— Selected text —
People often learn things in one order but encounter them in another order. This is called knowledge-inversion. For example, medical students learn about a bodily function, then about ailments in that function, and then about the symptoms associated with those ailments. However, when they meet with patients they encounter this information in the reverse order. The patient starts talking about symptoms. The doctor must then try to associate a given ailment or disease.
In short, in school, the information flow is "Given ailment X, you'll see symptoms, A, B, C." In practice, the flow is "Given symptoms A, B, C.… the patient might be suffering from ailment X." On paper, this seems like a minor difference. In real life, it can result in enormous complications.
This knowledge inversion challenge appears time and again in professional settings. Many occupations call for a similar diagnostic process. For instance what customer service reps, or car mechanics, or consultants, or technical support professionals do is similar to the doctor's diagnosis exercise. They listen to customers present issues (symptoms) and try to ascertain the source problem (ailments). (And then, ideally, prescribe a solution.)
The medical profession has overcome this challenge through variations of experiential learning, in particular through the use of the case-study. A case-study captures a representative scenario, in which learners wade through noise in order to identify, extract, and analyze the meaningful points of information. The process can be messy, inexact, and tainted by biases, and the resulting conclusions are often subject to fierce debate. Which is perfect -- because so goes life. Think about how often patients receive drastically different feedback when they seek second opinions.
As workplace encounters become more complex and employee development time more precious, organization professionals will need to work in variations of case-study training and other aspects of experiential learning. Here, we can draw an instructive parallel from medical communications training.

— Task requirements —
(1) In the passage on knowledge inversion, rewrite the part from "This knowledge inversion" to "prescribe a solution.)", swapping "car mechanics" for "auto technicians".
(2) According to the passage on knowledge inversion, how has the medical profession overcome this challenge?
(3) Carry on writing the passage on knowledge inversion from its last sentence.

Referring expression data:
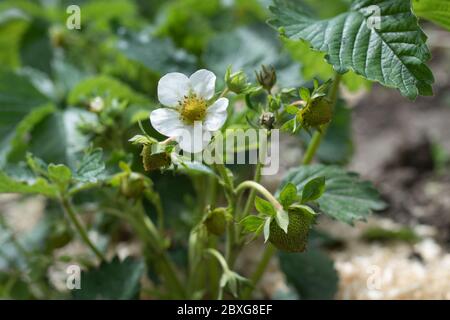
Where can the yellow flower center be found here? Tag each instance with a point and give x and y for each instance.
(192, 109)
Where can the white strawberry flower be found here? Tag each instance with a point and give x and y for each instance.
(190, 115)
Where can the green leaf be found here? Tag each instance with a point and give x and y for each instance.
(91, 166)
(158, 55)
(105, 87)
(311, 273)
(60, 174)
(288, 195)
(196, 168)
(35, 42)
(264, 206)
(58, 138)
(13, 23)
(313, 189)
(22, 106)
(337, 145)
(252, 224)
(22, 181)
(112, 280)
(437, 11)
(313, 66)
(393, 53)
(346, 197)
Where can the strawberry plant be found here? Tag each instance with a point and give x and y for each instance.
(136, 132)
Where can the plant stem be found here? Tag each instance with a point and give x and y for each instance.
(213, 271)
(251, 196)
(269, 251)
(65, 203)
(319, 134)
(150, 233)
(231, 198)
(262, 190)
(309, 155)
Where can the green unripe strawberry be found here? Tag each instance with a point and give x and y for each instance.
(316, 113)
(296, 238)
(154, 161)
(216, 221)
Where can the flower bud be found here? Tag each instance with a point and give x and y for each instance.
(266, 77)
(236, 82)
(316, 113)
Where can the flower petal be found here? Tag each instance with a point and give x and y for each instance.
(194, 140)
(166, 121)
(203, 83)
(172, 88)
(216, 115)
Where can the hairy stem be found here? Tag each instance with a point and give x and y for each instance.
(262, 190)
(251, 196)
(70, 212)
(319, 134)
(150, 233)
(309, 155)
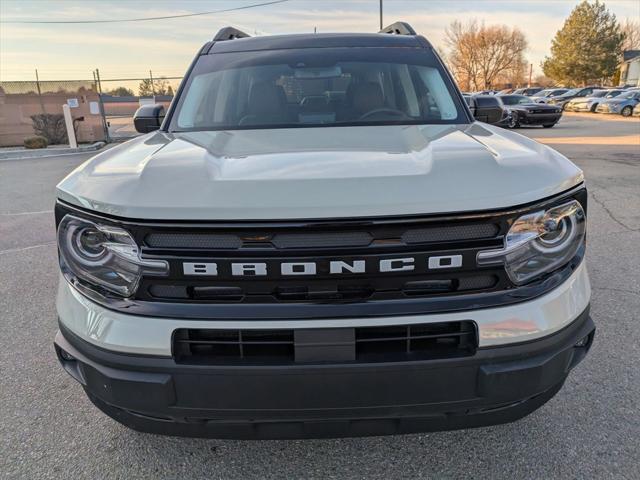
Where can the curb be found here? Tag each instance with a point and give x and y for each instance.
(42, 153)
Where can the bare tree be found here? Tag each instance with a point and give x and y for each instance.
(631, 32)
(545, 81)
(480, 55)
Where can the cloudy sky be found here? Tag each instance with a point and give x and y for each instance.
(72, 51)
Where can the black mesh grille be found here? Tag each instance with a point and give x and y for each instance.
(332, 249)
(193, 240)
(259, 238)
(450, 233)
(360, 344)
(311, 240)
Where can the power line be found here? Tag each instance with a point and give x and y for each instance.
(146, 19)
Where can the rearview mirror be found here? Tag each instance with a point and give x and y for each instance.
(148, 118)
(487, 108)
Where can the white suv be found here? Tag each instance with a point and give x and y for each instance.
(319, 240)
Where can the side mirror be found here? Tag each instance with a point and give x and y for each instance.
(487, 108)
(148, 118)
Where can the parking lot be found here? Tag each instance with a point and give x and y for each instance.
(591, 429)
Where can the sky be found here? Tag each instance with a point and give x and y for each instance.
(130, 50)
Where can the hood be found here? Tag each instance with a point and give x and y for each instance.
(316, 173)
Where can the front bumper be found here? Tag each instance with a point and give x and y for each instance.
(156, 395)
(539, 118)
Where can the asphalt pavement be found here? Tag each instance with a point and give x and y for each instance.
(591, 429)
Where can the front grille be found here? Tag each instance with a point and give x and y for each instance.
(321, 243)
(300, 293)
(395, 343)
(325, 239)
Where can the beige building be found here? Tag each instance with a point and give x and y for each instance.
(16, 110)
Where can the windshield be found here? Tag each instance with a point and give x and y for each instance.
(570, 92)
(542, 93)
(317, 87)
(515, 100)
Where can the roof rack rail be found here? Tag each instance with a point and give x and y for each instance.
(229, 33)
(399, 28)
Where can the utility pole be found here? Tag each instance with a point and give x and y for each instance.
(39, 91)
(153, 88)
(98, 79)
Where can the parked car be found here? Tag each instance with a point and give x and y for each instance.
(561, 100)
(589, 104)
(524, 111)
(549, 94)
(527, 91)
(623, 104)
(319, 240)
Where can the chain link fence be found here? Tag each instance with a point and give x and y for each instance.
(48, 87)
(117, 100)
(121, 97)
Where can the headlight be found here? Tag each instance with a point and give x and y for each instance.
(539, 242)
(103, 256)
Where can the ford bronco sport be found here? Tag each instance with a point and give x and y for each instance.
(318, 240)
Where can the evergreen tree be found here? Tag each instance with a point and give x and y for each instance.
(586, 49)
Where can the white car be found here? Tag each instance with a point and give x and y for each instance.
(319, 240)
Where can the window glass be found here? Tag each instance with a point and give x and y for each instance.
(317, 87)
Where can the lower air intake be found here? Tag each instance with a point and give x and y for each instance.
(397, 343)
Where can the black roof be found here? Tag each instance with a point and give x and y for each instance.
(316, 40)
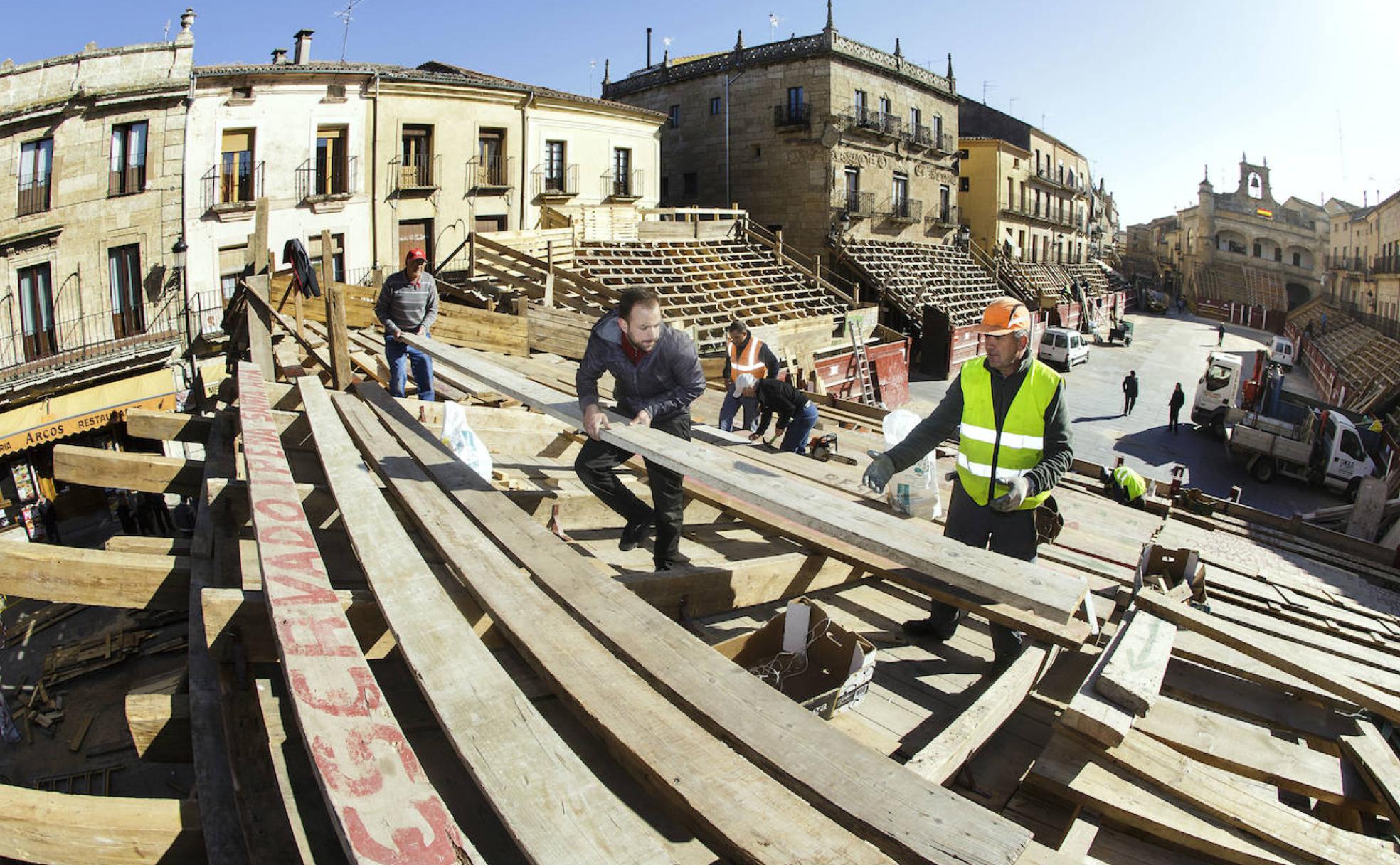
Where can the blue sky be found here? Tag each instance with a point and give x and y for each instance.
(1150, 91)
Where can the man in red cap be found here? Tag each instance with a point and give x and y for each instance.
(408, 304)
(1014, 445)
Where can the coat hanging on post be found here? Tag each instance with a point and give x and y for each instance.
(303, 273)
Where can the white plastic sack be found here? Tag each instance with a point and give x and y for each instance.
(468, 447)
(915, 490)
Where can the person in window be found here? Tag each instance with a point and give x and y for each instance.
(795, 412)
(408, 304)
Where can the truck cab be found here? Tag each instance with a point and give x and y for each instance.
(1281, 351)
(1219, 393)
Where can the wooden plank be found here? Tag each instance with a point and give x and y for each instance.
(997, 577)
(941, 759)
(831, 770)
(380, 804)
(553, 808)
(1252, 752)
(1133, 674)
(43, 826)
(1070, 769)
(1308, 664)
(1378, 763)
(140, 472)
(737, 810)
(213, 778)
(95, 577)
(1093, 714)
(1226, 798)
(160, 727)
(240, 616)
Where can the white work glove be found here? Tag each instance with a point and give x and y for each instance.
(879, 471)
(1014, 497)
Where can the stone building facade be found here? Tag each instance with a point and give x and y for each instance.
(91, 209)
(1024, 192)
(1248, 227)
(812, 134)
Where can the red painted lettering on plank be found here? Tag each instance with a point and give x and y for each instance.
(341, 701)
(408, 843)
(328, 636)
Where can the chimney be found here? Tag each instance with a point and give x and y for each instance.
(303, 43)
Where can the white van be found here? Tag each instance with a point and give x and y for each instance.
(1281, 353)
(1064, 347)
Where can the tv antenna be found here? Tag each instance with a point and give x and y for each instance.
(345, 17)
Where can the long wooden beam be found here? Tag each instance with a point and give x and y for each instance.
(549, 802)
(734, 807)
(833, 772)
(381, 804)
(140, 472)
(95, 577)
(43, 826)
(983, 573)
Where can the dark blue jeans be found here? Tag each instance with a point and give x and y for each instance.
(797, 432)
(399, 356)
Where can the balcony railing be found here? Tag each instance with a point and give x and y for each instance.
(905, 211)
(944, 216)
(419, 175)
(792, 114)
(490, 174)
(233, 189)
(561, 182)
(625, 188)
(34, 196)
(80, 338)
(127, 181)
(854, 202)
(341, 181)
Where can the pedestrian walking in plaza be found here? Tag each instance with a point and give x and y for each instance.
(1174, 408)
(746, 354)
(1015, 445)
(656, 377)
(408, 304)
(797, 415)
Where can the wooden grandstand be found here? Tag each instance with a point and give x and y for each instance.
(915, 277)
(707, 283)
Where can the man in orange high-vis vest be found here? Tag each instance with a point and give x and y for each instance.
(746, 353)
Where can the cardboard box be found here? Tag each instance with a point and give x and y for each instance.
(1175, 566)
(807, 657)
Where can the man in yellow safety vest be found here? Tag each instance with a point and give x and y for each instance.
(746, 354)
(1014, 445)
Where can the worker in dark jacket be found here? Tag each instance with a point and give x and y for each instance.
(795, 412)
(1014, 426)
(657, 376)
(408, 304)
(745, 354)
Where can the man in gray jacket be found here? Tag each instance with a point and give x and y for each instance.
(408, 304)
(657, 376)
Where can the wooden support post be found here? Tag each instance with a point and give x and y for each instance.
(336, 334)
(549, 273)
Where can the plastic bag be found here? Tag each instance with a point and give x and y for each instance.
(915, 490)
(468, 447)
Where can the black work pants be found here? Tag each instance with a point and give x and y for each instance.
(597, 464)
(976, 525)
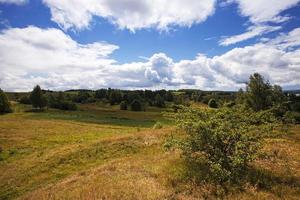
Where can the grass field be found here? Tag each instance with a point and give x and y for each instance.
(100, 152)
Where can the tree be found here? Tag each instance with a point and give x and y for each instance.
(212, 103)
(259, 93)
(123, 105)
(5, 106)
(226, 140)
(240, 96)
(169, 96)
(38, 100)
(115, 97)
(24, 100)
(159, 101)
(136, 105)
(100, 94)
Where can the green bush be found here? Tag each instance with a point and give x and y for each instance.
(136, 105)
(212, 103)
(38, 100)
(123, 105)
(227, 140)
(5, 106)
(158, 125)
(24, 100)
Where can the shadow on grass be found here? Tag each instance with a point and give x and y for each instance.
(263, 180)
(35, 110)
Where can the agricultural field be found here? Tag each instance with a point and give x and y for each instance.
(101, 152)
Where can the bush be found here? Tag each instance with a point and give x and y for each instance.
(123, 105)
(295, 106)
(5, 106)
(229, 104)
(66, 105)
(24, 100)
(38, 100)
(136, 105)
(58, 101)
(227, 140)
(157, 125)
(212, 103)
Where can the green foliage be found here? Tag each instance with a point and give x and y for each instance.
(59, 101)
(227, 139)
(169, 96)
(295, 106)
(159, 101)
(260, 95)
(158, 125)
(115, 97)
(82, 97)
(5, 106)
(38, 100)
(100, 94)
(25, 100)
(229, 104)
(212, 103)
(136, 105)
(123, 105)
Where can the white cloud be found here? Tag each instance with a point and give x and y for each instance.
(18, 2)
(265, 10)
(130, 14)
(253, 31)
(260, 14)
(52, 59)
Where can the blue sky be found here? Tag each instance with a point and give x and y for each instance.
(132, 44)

— Answers for the exercise —
(1)
This knowledge inversion challenge appears time and again in professional settings. Many occupations call for a similar diagnostic process. For instance what customer service reps, or auto technicians, or consultants, or technical support professionals do is similar to the doctor's diagnosis exercise. They listen to customers present issues (symptoms) and try to ascertain the source problem (ailments). (And then, ideally, prescribe a solution.)

(2) Through variations of experiential learning, in particular the use of the case-study.

(3)
Medical physician has been a profession for thousands of years, as far back as documented history takes us. And medicine has been a formal study for centuries. Yet, it's only in recent decades that educators zoomed in on the medical interview --the initial discussions between patient and doctor--as a target of formal communications training. As the medical field became increasingly complex, they found that this brief encounter became increasingly more critical. Obviously, an incorrect or missed diagnosis can be a problem, but, there's more at stake. This encounter also serves to frame the doctor-patient relationship, helps assure the patient of competence, and even determines whether the patient will adhere to the ultimate recommendations.
That brief discussion--usually no more than 2-3 minutes, sometimes as quick as 30-45 seconds--drives the patients' health outcomes and shapes the reputation of the doctor and the institution. Do it well, and things go well. Miss a step…. and the physician's years of study and the institution's vast technological, pharmaceutical, and other applied resources are rendered useless. As the saying goes, the chain is only as strong as the weakest link.
An advantage the medical field has is that by now this communications training process has matured. Specifically, the knowledge-base is well-documented and systematically reviewed, analyzed, and updated. In contrast, in most work-place domains, we're in virgin territory. Very little is encoded. On average, an established firm will codify 10-20% of the facts and heuristics used in everyday business. And that's being generous. The only reason it's even that high is because of rapid technology adoption in recent years. Firms have been forced to document more knowledge in the process of implementing new systems.
The knowledge exists of course. And firms do send out employees to handle tricky encounters every day. Yet while this knowledge exists at the institutional level, that doesn't mean it's captured and circulated. That is the info exists in the minds of executives and seasoned staff, but is rarely documented and converted to training tools.
Training professionals will have to help overcome this problem. As business solutions become richer, more complex, and more infused with technology, the human interaction--the interface between the firm's solution and the customer--invariably becomes more pivotal. In order to work with and understand and improve and analyze these encounters we have to have the home-spun wisdom captured. Importantly, if we want to leverage technology, we have to capture and act on this information.